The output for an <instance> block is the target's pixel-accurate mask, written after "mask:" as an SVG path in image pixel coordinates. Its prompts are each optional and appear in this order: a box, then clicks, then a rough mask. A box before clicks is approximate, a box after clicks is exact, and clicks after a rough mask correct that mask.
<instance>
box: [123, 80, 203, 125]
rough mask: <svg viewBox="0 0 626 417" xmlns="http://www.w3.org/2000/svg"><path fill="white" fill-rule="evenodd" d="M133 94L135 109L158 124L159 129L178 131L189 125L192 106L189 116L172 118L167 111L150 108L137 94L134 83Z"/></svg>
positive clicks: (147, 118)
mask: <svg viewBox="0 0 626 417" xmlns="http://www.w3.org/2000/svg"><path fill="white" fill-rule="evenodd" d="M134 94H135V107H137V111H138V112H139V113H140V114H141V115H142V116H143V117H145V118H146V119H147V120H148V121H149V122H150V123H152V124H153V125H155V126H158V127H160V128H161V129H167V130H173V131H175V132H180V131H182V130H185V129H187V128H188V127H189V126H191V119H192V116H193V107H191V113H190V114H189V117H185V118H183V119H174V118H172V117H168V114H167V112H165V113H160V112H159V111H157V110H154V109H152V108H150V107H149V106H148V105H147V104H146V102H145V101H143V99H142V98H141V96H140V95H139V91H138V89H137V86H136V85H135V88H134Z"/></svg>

...

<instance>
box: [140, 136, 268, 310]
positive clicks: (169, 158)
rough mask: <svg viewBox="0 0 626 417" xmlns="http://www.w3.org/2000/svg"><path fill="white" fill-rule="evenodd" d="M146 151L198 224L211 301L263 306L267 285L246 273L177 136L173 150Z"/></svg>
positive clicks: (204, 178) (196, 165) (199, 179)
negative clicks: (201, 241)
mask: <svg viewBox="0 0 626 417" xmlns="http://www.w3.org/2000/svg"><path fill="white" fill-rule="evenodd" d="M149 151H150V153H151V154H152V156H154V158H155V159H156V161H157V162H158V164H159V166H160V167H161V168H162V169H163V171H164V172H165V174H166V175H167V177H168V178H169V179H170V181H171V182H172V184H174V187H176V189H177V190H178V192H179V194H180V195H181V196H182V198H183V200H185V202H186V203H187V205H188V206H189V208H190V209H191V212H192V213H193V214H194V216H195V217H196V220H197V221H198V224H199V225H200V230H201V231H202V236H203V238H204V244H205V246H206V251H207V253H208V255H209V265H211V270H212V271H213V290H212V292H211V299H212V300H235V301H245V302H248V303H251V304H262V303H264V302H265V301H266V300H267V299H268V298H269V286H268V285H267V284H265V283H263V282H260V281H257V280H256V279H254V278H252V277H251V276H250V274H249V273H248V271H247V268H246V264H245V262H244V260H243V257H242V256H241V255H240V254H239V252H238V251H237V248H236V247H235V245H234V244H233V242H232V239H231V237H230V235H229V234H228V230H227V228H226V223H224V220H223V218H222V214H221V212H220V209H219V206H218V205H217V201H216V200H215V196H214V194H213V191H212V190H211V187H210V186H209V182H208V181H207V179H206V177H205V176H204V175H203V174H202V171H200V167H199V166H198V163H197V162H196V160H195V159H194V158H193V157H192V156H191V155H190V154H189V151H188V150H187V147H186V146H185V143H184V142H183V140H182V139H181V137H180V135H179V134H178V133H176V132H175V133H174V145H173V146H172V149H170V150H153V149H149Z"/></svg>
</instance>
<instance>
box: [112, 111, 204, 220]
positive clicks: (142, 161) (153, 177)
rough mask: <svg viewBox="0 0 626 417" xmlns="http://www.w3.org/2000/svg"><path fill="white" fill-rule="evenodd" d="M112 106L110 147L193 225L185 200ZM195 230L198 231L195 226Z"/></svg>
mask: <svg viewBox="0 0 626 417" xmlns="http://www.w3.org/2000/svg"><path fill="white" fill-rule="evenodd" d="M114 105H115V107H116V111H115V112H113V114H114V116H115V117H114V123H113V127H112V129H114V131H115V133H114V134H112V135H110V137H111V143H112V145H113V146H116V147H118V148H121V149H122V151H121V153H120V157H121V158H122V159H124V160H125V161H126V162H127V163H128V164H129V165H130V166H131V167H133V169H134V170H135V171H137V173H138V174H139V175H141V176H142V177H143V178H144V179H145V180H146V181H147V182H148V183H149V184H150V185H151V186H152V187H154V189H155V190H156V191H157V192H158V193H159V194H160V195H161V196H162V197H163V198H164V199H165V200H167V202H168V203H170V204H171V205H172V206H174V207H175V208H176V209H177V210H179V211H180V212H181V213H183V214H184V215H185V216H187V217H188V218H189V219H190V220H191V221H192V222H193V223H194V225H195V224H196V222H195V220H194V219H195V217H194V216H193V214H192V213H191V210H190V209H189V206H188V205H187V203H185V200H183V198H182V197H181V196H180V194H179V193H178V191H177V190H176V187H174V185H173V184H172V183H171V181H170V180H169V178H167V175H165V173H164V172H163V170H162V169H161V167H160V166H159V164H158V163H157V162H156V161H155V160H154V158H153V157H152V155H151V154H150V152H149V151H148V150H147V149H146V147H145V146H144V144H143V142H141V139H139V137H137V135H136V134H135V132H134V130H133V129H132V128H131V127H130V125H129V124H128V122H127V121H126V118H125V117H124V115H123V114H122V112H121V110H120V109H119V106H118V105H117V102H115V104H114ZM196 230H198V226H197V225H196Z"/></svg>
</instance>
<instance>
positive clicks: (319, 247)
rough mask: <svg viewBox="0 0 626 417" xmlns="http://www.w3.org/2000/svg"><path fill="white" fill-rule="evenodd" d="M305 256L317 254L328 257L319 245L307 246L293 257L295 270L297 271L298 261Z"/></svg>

* * *

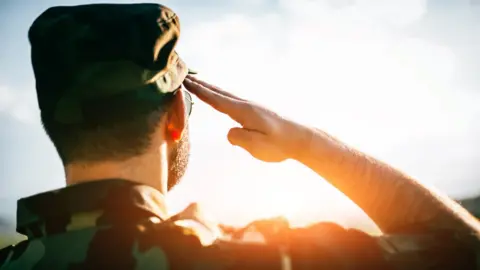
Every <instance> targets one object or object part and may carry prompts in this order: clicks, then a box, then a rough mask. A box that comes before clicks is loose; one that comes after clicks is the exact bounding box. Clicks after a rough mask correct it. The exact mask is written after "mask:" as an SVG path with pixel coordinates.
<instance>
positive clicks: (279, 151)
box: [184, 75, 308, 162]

» WHAT YOU SHOULD DO:
Every line of the listing that holds the word "written" is to be found and copied.

» RESPONSE AREA:
The output for an <instance> block is the target's pixel-accurate mask, written after "mask:" as an SVG path in image pixel coordinates. Its prompts are each optional and appear in this order: a box, then clicks, then a rough mask. A box before clicks is approximate, a box after clicks is exact, and clicks after a rough mask correct that mask.
Every <instance> targets one object or object part and may carry prompts in this order: clicks, then a box, then a rough mask. A box that comes before clicks is loose; one that comes after clicks is the exact bounding box. Clicks after a rough mask correct it. The exact mask is written after "mask:" as an SVG path with pixel coordinates.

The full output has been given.